* **TEXT SEGMENT**
Tom Doucette, as a prolific Tucson homebuilder, named streets in many parts of town, in La Paloma, Oro Valley, Hill Farm, Williams Centre, Starr Pass and more.

One of his subdivisions even has a street named after how controversial a process it can be to come up with names.

Born in 1945 in Ann Arbor, Michigan, Doucette was raised in that state until the family moved to Tustin, California, when he was 16. He played football, hung out at Newport Beach and went on to Orange County Junior College to study general business. It was during junior college that he met Sheryl, who a few years later would become his wife, and later the mother of their three children: Michael, John and Kerry.

Doucette volunteered for the U.S. Army in 1965, during the Vietnam War. He trained for air-traffic control at Keesler Air Force Base in Mississippi and at Fort Rucker in Alabama, followed by Officer Candidate School at Ft. Knox, Kentucky, then on to Ft. Bliss, Texas, where he became the basic training company commander. He left the military as a 1st lieutenant in 1969.

He returned home to Orange County and earned his bachelor’s in business administration from Cal State Fullerton, then went on to the University of Oregon to receive his MBA. After graduation, Doucette worked for The Irvine Co., a land-development enterprise. There he met Ed Akins, who soon asked him to join his family company, The Akins Co.

In 1981, Doucette moved to Tucson to set up a division of The Akins Co.

* **SET PROBLEM A**
List each line of the listing below that contains the word "concrete", copying every such line in full. Only matches with the same capitalization count.

* **EXTRACTED INFORMATION**

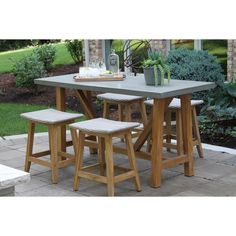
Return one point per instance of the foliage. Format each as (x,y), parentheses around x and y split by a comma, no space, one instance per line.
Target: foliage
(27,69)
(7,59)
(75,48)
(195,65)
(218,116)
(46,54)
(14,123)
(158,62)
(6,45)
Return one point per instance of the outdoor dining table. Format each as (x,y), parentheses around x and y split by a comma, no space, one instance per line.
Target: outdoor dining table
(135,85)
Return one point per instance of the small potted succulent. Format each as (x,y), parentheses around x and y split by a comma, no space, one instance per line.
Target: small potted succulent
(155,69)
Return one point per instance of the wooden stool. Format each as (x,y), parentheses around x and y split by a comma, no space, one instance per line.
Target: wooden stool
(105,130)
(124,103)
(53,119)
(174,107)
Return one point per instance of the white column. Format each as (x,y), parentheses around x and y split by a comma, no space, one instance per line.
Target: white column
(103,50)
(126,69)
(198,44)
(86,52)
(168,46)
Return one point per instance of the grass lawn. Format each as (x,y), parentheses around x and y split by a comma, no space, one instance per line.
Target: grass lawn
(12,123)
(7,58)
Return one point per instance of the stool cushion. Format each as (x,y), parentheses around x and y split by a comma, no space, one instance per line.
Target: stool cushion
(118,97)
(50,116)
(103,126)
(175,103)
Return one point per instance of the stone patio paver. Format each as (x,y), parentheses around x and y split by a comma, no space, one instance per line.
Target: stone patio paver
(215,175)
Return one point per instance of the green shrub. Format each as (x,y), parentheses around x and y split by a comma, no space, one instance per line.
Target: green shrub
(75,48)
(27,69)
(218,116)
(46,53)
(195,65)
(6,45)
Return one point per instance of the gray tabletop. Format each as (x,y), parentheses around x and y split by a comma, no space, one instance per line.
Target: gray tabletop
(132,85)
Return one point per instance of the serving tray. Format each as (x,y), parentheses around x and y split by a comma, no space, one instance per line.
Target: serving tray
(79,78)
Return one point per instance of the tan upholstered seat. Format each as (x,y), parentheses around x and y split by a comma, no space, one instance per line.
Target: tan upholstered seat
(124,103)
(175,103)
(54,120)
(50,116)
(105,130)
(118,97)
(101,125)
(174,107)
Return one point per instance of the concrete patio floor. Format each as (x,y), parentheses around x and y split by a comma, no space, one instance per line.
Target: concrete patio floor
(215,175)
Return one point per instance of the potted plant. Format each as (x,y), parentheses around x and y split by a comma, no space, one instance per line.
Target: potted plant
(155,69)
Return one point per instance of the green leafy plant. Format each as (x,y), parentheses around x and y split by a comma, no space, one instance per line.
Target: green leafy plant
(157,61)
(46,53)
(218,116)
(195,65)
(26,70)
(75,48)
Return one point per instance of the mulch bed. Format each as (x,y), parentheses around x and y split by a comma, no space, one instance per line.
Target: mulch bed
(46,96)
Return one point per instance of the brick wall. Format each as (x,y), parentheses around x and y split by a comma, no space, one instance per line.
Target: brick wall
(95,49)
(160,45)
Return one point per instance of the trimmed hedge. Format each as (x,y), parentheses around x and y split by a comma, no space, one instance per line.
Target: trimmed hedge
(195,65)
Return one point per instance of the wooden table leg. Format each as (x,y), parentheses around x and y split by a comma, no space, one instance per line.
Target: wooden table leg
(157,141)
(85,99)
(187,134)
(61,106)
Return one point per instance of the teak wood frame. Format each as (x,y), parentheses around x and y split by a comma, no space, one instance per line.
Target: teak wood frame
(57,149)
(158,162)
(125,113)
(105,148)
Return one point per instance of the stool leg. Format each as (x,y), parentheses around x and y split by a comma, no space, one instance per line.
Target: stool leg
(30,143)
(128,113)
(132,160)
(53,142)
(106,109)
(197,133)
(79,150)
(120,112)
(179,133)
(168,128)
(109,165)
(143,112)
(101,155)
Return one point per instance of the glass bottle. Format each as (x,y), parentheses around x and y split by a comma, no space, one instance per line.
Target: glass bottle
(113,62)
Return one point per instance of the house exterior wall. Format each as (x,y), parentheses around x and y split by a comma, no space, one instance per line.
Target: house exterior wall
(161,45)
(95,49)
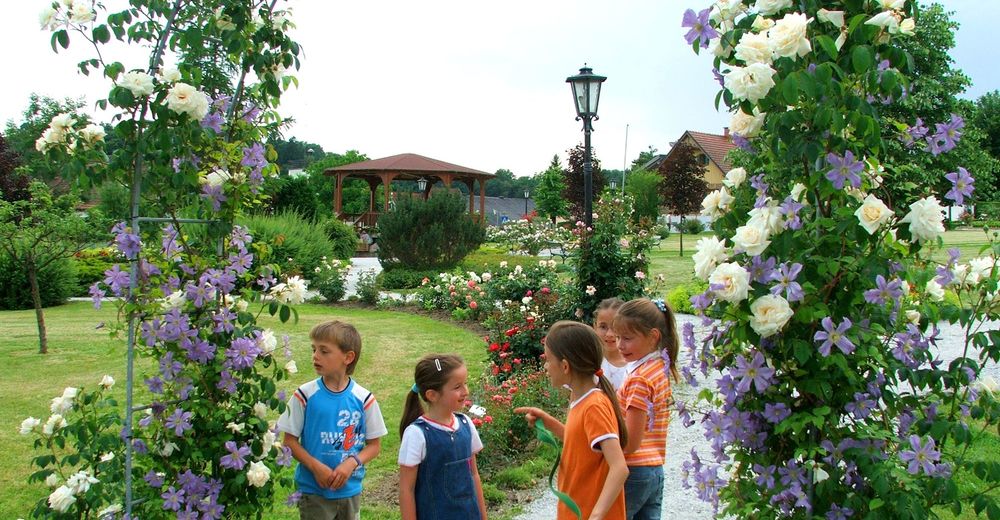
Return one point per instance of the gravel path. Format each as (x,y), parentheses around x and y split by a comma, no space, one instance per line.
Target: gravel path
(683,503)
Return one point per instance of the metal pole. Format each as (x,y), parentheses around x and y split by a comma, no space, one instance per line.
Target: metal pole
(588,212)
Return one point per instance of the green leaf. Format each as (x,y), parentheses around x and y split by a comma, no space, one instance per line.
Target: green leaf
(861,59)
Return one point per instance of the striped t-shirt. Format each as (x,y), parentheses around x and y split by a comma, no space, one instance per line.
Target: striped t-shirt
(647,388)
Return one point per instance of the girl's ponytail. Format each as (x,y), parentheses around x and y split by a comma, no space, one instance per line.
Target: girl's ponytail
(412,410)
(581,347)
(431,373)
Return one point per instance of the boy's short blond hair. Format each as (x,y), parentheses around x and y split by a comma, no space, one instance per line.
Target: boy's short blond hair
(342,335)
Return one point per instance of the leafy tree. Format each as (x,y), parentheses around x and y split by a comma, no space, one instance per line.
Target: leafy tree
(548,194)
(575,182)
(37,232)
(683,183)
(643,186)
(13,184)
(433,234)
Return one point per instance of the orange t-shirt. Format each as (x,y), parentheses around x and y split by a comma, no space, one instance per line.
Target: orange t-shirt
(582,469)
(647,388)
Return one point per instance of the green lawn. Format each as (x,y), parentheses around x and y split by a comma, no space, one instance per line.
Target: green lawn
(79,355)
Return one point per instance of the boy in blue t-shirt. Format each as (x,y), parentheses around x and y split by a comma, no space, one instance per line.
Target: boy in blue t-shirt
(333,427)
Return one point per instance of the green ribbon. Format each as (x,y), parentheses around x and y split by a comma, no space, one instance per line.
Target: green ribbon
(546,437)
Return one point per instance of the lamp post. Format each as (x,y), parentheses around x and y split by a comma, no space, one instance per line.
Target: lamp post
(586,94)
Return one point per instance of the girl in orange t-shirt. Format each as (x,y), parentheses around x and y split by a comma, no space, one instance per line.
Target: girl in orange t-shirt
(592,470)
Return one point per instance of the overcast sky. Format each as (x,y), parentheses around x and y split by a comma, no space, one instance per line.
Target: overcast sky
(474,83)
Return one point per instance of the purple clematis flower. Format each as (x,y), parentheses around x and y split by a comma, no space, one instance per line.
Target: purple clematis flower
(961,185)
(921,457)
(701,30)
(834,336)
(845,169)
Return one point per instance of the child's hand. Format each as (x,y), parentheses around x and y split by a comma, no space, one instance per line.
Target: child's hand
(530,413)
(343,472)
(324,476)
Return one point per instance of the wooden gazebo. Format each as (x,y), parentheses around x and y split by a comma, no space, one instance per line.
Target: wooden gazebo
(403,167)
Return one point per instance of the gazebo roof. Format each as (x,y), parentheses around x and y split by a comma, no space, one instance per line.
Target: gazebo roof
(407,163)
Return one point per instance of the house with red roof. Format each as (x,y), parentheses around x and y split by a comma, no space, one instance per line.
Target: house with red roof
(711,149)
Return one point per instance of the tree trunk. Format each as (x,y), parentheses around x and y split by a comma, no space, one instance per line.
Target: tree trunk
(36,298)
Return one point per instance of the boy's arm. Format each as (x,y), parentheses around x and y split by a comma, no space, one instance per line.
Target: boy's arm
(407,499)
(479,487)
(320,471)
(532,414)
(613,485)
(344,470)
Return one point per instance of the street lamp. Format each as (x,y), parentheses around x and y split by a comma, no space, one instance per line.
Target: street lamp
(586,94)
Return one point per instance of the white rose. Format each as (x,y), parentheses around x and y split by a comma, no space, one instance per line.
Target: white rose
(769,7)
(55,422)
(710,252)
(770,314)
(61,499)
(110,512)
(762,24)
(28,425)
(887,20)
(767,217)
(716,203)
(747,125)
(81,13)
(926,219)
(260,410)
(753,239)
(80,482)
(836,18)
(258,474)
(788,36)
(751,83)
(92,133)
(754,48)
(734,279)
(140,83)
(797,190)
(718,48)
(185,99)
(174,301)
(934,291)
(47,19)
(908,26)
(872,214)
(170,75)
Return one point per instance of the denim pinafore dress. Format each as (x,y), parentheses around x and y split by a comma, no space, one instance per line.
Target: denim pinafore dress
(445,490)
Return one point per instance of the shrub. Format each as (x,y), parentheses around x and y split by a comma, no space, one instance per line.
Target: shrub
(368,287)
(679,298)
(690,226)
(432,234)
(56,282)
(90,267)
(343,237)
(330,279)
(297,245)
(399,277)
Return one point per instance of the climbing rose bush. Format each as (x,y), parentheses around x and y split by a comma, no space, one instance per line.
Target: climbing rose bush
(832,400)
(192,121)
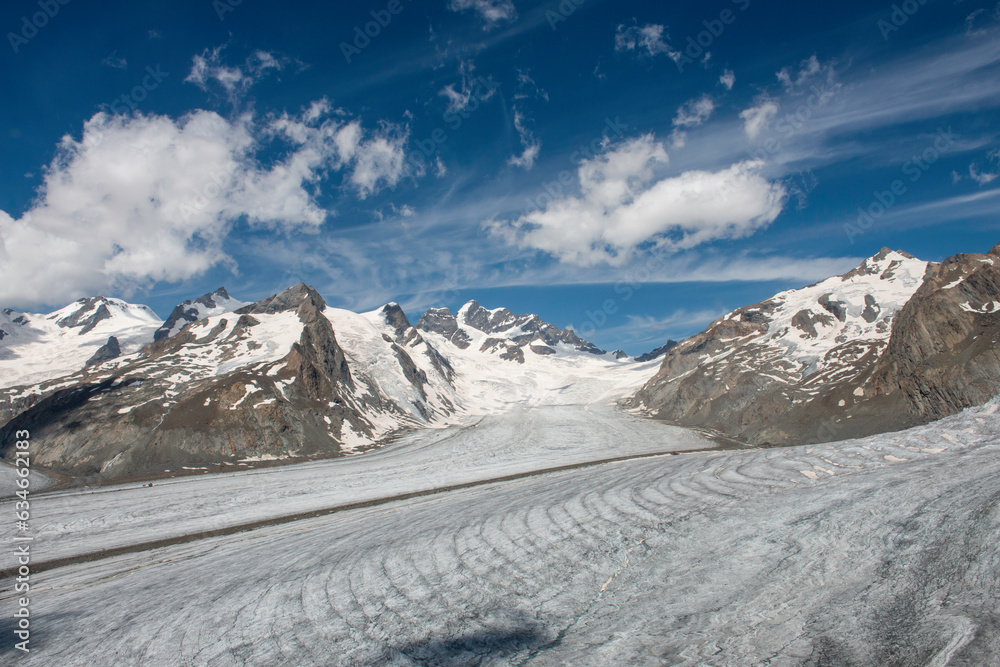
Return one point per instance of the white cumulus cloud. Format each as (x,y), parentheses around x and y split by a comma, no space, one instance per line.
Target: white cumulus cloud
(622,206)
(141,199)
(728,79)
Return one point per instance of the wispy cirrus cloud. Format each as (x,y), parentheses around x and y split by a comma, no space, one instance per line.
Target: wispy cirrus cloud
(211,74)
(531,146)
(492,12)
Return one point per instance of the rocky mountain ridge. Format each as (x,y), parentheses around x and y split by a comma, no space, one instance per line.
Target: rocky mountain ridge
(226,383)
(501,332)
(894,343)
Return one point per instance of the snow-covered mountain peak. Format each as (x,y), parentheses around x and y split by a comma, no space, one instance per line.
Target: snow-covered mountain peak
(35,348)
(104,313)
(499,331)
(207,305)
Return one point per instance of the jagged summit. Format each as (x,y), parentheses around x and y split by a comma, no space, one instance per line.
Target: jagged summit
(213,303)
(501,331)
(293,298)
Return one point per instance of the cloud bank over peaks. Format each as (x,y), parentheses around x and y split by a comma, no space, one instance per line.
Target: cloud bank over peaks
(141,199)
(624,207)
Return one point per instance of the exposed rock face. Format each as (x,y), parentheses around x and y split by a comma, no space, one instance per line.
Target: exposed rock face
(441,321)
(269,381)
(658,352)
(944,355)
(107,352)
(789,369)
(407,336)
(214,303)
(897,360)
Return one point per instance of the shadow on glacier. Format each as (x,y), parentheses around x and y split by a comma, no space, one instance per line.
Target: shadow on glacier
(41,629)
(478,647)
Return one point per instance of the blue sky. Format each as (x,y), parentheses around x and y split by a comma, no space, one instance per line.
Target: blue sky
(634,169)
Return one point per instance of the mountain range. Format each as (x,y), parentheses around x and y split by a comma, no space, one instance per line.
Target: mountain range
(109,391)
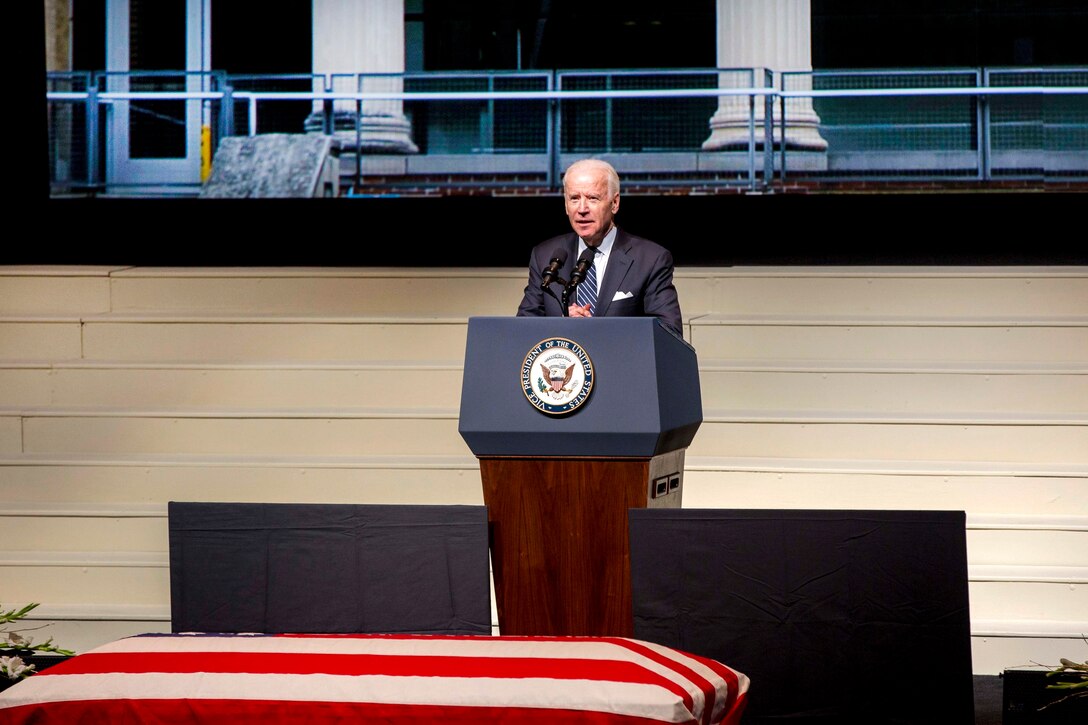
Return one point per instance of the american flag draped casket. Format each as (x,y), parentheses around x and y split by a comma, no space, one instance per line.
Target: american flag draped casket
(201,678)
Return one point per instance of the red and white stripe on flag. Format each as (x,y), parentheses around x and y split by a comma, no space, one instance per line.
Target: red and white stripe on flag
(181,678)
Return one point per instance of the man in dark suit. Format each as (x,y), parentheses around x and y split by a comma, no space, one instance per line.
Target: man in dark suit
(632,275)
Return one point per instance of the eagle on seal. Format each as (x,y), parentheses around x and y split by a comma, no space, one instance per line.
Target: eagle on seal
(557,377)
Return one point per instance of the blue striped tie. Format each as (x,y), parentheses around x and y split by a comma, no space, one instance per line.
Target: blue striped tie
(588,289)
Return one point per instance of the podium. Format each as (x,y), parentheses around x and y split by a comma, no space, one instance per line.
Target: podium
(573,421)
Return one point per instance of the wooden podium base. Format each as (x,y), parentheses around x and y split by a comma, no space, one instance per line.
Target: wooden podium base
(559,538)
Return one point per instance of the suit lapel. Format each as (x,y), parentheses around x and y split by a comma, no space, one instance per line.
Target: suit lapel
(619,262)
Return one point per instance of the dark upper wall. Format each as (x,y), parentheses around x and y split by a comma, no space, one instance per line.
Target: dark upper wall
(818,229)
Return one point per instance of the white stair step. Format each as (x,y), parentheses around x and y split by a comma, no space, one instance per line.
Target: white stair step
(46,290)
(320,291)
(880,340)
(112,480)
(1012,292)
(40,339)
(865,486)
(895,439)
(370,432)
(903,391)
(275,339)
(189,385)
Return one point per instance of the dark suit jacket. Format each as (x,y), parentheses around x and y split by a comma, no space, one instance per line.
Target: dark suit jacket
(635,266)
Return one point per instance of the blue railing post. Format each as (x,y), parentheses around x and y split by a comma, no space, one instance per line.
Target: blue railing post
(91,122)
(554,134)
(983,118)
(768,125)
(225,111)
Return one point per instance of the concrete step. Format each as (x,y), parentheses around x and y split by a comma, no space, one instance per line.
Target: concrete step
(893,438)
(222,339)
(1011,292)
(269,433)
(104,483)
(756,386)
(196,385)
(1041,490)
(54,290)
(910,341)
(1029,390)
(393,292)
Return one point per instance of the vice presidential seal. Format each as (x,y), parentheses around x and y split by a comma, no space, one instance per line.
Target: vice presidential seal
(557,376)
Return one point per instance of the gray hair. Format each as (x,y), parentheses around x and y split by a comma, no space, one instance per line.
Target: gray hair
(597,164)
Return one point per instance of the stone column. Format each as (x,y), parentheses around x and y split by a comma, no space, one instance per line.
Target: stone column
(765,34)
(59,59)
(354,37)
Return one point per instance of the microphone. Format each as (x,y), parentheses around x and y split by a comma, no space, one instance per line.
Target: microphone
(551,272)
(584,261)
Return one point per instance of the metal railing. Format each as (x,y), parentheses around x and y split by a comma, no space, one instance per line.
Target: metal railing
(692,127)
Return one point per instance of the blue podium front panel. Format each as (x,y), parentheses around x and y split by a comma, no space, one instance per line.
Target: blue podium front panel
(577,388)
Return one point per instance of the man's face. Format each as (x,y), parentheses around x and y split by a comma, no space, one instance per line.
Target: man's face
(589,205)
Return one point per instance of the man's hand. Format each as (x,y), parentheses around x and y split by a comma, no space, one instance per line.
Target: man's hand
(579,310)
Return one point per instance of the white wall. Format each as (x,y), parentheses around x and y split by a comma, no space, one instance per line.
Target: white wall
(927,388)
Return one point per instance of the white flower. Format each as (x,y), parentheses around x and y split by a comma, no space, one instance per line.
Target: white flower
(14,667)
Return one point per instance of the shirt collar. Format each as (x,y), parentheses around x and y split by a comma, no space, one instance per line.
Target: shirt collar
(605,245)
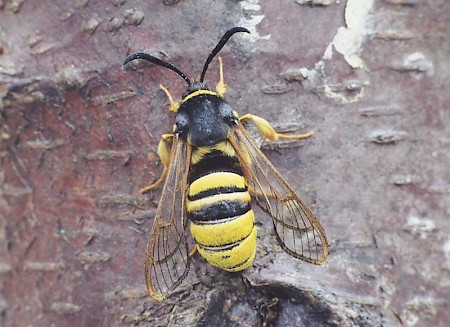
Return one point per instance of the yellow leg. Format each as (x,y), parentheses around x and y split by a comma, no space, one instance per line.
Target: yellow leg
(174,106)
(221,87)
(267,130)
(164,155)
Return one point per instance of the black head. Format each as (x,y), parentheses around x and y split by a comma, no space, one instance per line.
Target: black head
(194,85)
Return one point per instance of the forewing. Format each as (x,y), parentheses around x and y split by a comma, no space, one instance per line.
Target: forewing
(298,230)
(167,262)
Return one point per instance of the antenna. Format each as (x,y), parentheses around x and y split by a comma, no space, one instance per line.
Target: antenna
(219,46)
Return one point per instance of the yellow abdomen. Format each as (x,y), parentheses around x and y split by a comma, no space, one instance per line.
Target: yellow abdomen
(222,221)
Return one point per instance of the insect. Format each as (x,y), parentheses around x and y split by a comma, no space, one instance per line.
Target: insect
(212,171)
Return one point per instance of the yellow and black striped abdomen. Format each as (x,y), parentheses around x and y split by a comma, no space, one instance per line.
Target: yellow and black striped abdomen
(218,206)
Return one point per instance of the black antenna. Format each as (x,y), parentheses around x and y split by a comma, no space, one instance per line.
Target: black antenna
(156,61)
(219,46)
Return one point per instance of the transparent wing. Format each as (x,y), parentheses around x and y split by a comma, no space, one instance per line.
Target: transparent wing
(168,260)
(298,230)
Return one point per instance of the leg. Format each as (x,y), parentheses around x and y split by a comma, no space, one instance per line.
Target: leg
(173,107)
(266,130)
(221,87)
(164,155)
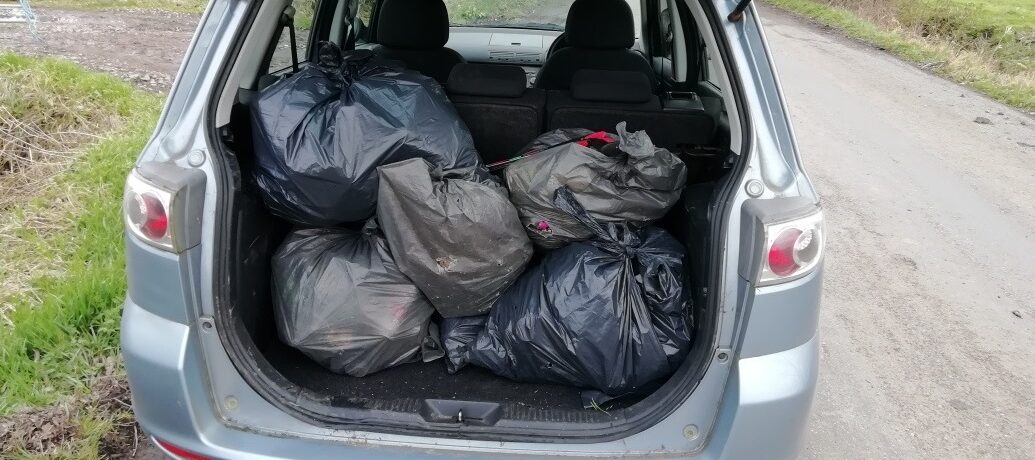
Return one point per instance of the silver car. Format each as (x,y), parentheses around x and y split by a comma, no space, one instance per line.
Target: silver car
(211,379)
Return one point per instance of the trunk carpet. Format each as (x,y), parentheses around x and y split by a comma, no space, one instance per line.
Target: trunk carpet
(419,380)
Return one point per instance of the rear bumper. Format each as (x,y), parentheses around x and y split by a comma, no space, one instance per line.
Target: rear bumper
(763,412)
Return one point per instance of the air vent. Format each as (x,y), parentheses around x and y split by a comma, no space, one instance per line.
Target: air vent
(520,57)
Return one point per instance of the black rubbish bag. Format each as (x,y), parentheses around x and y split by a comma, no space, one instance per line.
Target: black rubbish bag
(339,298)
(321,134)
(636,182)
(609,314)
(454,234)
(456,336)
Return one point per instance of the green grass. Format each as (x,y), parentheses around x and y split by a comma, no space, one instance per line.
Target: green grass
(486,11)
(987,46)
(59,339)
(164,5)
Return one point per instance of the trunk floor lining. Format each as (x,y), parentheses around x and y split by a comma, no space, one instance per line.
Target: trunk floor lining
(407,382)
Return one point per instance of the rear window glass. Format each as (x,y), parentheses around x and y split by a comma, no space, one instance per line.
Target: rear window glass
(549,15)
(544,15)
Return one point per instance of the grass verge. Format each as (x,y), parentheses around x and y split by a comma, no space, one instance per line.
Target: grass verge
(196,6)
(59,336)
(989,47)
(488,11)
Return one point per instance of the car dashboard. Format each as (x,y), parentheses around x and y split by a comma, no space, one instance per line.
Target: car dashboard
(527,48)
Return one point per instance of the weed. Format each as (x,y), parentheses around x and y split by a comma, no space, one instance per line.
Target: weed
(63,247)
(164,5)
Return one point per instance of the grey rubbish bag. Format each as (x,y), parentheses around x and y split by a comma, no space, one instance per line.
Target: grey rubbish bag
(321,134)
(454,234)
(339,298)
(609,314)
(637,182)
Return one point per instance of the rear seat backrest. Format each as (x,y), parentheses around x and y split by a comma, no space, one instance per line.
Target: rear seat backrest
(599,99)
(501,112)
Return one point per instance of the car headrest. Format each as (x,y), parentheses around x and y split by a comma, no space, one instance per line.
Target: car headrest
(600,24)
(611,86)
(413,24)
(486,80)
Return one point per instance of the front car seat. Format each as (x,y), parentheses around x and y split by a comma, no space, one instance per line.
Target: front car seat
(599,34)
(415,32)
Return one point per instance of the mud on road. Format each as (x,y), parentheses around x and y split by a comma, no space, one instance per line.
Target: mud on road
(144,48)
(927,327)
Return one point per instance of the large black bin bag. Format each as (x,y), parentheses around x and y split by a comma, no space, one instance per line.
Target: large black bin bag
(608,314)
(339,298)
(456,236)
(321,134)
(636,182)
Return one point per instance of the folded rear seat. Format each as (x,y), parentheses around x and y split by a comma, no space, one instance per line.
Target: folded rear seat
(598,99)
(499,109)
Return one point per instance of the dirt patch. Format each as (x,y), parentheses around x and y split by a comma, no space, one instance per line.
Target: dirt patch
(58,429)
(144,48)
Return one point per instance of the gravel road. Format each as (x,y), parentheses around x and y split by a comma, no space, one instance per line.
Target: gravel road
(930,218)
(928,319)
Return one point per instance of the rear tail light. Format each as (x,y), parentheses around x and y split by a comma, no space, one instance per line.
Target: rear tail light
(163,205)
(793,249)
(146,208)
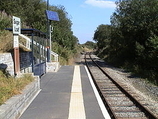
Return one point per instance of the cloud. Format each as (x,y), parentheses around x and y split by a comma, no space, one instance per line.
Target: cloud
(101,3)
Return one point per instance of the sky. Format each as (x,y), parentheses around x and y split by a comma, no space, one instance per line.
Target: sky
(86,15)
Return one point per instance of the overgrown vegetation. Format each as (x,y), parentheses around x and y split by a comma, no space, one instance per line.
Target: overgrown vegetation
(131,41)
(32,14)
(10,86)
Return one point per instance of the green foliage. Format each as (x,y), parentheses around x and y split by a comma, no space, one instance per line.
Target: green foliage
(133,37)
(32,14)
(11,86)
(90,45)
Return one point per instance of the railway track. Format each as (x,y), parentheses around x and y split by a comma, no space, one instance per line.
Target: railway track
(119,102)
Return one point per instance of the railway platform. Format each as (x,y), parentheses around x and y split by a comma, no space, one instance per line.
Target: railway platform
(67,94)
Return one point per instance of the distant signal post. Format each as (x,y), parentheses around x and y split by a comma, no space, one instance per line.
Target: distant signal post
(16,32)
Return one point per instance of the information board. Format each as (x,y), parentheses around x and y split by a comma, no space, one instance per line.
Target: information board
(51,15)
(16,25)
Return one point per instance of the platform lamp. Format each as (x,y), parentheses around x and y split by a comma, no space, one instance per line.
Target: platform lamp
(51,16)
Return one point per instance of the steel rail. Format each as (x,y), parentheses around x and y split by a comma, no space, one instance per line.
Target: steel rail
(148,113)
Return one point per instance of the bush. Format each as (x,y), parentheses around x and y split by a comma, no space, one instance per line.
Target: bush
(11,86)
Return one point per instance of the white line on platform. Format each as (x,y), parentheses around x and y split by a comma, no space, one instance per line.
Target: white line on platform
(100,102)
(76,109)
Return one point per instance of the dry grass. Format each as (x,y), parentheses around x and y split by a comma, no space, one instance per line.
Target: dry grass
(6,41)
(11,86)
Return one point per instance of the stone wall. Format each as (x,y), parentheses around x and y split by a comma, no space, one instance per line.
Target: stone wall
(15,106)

* **SET PROBLEM B**
Set down, word for word, the stretch of the Doucette biography from "One of his subdivisions" through "lieutenant in 1969.".

* **TASK RESULT A**
Return one point per instance of the concrete patio floor. Format each as (x,y), parentheses around x and y split by a comma, no space, one instance per line.
Target: concrete patio floor
Return one point per instance of the concrete step. Format each as (x,y), parentheses around x and y split by a comma, no space, one instance per line.
Target: concrete step

* **TASK RESULT B**
One of his subdivisions even has a street named after how controversial a process it can be to come up with names.

Born in 1945 in Ann Arbor, Michigan, Doucette was raised in that state until the family moved to Tustin, California, when he was 16. He played football, hung out at Newport Beach and went on to Orange County Junior College to study general business. It was during junior college that he met Sheryl, who a few years later would become his wife, and later the mother of their three children: Michael, John and Kerry.

Doucette volunteered for the U.S. Army in 1965, during the Vietnam War. He trained for air-traffic control at Keesler Air Force Base in Mississippi and at Fort Rucker in Alabama, followed by Officer Candidate School at Ft. Knox, Kentucky, then on to Ft. Bliss, Texas, where he became the basic training company commander. He left the military as a 1st lieutenant in 1969.